**Supplied passage**
--- Start ---

About blocking and allowing messages using sender groups
| Article:HOWTO15766 | | | Created: 2009-01-31 | | | Updated: 2010-01-30 | | | Article URL http://www.symantec.com/docs/HOWTO15766 |
About blocking and allowing messages using sender groups
Filtering email based on the sender's domain, IP address, or email address provides administrators and end users a powerful way to reduce spam and malware.
Note:
This section describes administrator-defined and global sender groups, which are applied at the server level for your organization. To allow end users to maintain individual sender lists, enable personal good and bad sender lists by going to Administration > Users > Groups.
See Enabling and disabling end user settings for policy groups.
Symantec Brightmail Gateway lets you customize spam detection in the following ways:
Table: Use cases for good and bad sender groups describes why you might want to maintain lists of good or bad senders for your organization and gives examples of patterns that you might use to match the sender.
Table: Use cases for good and bad sender groups
Problem | Solution | Pattern example |
|---|---|---|
Mail from an end-user's colleague is occasionally flagged as spam. | If personal good and bad sender lists are enabled for end users, the user can add the colleague's email address to their Good Senders list. To enable this capability for an end user, go to Administration > Users > Policy Groups, edit the policy group containing the end user, and click on the End User tab. The user can then add colleague@trustedco.com to their Good Senders list. See Enabling and disabling end user settings for policy groups. | colleague@trustedco.com |
Desired newsletter from a mailing list is occasionally flagged as spam. | Add newsletter.com to the Local Good Sender Domains group. See Adding senders to administrator and third party sender groups. | latest@newsletter.com |
An individual is sending unwanted mail to people in your organization. | Add Joe.unwanted@getmail.com to the Local Bad Sender Domains group. See Adding senders to administrator and third party sender groups. | Joe.unwanted@getmail.com |
Numerous people from a specific range of IP addresses are sending unsolicited mail to people in your organization. | After analyzing the received headers to determine the sender's network and IP address, add 218.187.0.0/255.255.0.0 to the Local Bad Sender IPs group. See Adding senders to administrator and third party sender groups. | 218.187.0.0/255.255.0.0 |
When evaluating domain name matches, Symantec Brightmail Gateway automatically expands the specified domain to include subdomains. For example, Symantec Brightmail Gateway expands example.com to include biz.example.com and jenny@foo.example.com, to ensure that any possible subdomains are allowed or blocked as appropriate.

--- End ---

**Information provided**

--- Start ---

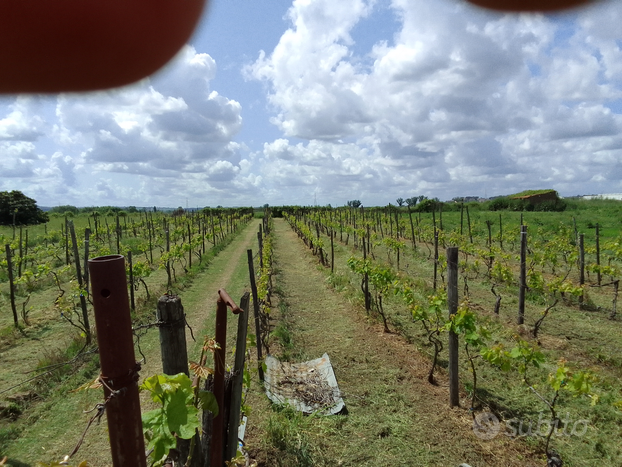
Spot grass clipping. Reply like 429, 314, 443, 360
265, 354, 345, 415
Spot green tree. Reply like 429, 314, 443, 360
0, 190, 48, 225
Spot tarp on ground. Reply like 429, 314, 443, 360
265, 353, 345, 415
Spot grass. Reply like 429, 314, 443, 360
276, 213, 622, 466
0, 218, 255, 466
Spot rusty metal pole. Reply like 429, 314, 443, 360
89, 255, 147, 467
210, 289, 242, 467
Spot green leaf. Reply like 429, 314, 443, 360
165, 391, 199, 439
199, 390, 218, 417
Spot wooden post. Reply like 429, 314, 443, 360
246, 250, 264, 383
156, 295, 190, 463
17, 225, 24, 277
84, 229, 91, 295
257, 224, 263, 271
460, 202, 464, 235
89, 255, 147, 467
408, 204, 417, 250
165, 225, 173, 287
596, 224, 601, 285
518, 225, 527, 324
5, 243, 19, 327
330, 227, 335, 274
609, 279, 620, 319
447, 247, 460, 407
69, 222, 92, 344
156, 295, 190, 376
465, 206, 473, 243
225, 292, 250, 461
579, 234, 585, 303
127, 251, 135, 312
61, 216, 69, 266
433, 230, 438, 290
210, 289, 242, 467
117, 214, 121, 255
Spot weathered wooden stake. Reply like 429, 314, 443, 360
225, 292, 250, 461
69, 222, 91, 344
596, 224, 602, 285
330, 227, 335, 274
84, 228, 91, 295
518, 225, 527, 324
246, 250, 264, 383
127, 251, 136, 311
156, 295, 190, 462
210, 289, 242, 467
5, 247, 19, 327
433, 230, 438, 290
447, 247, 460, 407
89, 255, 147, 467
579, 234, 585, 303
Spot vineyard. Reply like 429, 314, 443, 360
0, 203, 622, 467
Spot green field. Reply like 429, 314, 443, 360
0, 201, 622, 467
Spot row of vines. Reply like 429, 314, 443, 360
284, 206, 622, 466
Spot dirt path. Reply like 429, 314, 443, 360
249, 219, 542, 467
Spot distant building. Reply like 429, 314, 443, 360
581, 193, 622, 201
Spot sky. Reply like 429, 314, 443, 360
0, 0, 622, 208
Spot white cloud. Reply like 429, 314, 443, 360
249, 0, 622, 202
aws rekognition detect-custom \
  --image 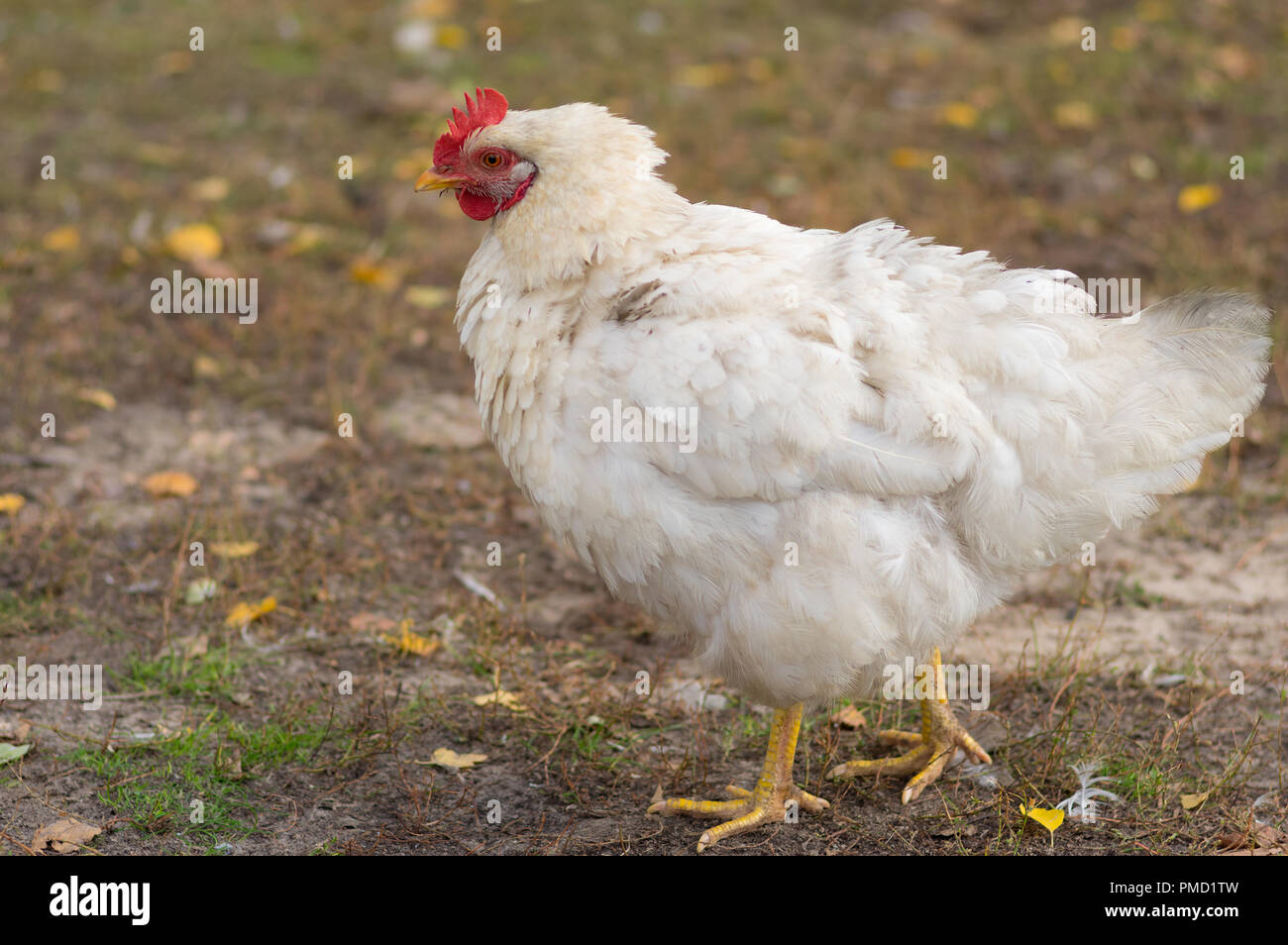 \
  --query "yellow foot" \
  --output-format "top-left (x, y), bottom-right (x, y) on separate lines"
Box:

--- End ---

**Brief**
Please answer these questions from the sender groups article:
(a) On what date was the article created?
(b) To which group should newsletter.com be added so that a wanted newsletter is not flagged as spam?
(c) Which two examples are given of what example.com is expanded to include?
The records play no part in this work.

**Output**
(a) 2009-01-31
(b) The Local Good Sender Domains group
(c) biz.example.com and jenny@foo.example.com